Begin at the line that contains "Can you find the red house?" and quote each line exactly through the last one. Leave pictures out.

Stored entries
====

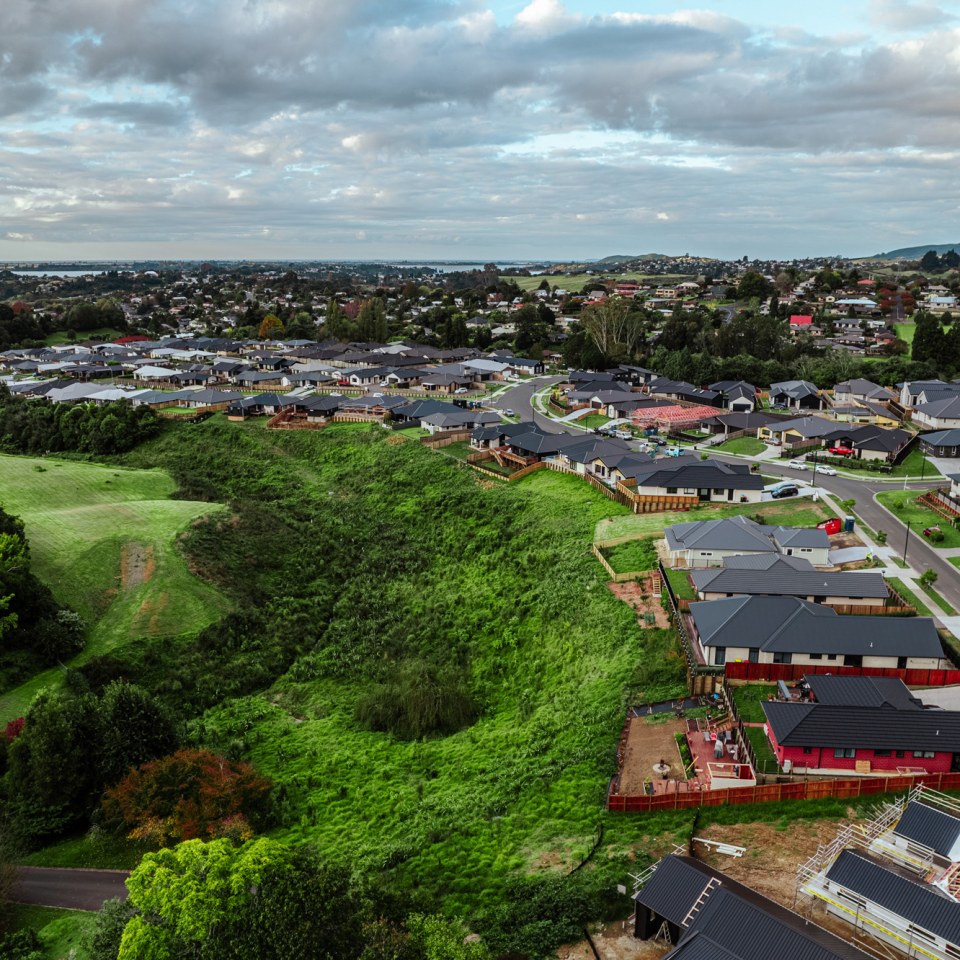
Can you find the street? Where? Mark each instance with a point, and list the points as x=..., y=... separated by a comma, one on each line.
x=920, y=554
x=71, y=889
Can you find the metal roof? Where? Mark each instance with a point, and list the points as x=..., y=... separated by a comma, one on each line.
x=919, y=904
x=930, y=827
x=863, y=692
x=868, y=728
x=787, y=625
x=774, y=576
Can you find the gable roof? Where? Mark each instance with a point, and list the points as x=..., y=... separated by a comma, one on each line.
x=791, y=625
x=920, y=904
x=869, y=728
x=930, y=827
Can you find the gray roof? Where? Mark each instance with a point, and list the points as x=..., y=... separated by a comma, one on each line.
x=932, y=828
x=735, y=922
x=791, y=625
x=788, y=576
x=920, y=904
x=869, y=728
x=863, y=691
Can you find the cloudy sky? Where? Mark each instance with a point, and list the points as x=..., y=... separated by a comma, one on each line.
x=476, y=128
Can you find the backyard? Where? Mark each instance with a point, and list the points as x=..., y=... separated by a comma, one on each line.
x=797, y=513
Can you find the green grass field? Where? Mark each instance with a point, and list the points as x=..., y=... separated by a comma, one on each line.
x=104, y=540
x=803, y=513
x=903, y=505
x=746, y=446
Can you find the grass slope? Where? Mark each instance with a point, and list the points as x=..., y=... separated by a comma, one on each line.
x=103, y=539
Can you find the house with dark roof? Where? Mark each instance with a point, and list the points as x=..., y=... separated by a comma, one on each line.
x=913, y=917
x=790, y=630
x=710, y=916
x=941, y=443
x=710, y=543
x=798, y=394
x=828, y=737
x=712, y=481
x=782, y=575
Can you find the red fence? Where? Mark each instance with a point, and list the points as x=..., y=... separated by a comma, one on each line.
x=776, y=792
x=795, y=671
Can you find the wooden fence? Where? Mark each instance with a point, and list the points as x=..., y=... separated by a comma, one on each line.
x=778, y=792
x=771, y=672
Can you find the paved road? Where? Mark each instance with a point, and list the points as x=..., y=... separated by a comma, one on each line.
x=72, y=889
x=920, y=555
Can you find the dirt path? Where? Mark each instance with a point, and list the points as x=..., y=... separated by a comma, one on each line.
x=137, y=564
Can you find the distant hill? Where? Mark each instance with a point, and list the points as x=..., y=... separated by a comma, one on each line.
x=915, y=253
x=621, y=258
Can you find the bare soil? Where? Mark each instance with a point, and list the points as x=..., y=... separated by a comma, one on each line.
x=648, y=744
x=638, y=595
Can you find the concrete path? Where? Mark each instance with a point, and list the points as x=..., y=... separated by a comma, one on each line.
x=71, y=889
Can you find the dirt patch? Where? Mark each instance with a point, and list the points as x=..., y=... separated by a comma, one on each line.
x=638, y=595
x=648, y=744
x=137, y=564
x=775, y=851
x=615, y=941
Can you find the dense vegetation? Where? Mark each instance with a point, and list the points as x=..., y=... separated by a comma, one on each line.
x=37, y=426
x=430, y=670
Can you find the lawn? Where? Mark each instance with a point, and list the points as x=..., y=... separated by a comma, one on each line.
x=802, y=513
x=903, y=505
x=62, y=932
x=682, y=587
x=910, y=596
x=749, y=696
x=635, y=555
x=104, y=540
x=745, y=446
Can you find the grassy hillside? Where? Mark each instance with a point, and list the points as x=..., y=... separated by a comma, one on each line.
x=104, y=540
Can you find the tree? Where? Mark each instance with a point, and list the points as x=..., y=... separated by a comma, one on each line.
x=189, y=794
x=271, y=328
x=221, y=902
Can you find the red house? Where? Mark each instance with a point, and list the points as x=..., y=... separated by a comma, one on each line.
x=895, y=735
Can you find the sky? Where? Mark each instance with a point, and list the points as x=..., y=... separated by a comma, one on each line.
x=476, y=129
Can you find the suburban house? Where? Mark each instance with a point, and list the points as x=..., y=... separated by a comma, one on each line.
x=902, y=911
x=824, y=737
x=941, y=443
x=709, y=916
x=781, y=575
x=711, y=481
x=738, y=396
x=800, y=394
x=789, y=630
x=941, y=414
x=709, y=543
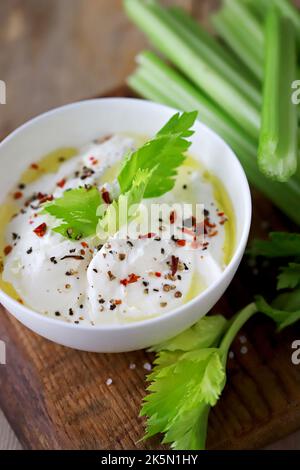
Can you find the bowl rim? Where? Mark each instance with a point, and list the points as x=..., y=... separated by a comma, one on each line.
x=238, y=252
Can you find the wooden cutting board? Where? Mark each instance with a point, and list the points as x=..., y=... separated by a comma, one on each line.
x=57, y=398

====

▶ **Result for this task**:
Can you find the red house? Where? Mark each instance with a point, and list the points as x=..., y=... separated by a comma, one on each line.
x=895, y=735
Can you find the sky? Where? Mark each instance with a point, and list the points as x=..., y=... separated by a comma, one on each line.
x=476, y=129
Can you find the suburban house? Where? Mark each instance with a point, and list the points as x=..., y=... separated by a comma, one on each line.
x=902, y=911
x=824, y=737
x=941, y=443
x=709, y=916
x=781, y=575
x=711, y=481
x=738, y=396
x=800, y=394
x=789, y=630
x=941, y=414
x=709, y=543
Can you find the bowl rim? Where? Mark each instance with a point, and list the points as x=..., y=... separated by a comma, one on each line.
x=238, y=252
Can you find the wooden cutting board? Where? Mark each instance with a point, and list the points as x=..., y=... separated by a comma, one on each line.
x=57, y=398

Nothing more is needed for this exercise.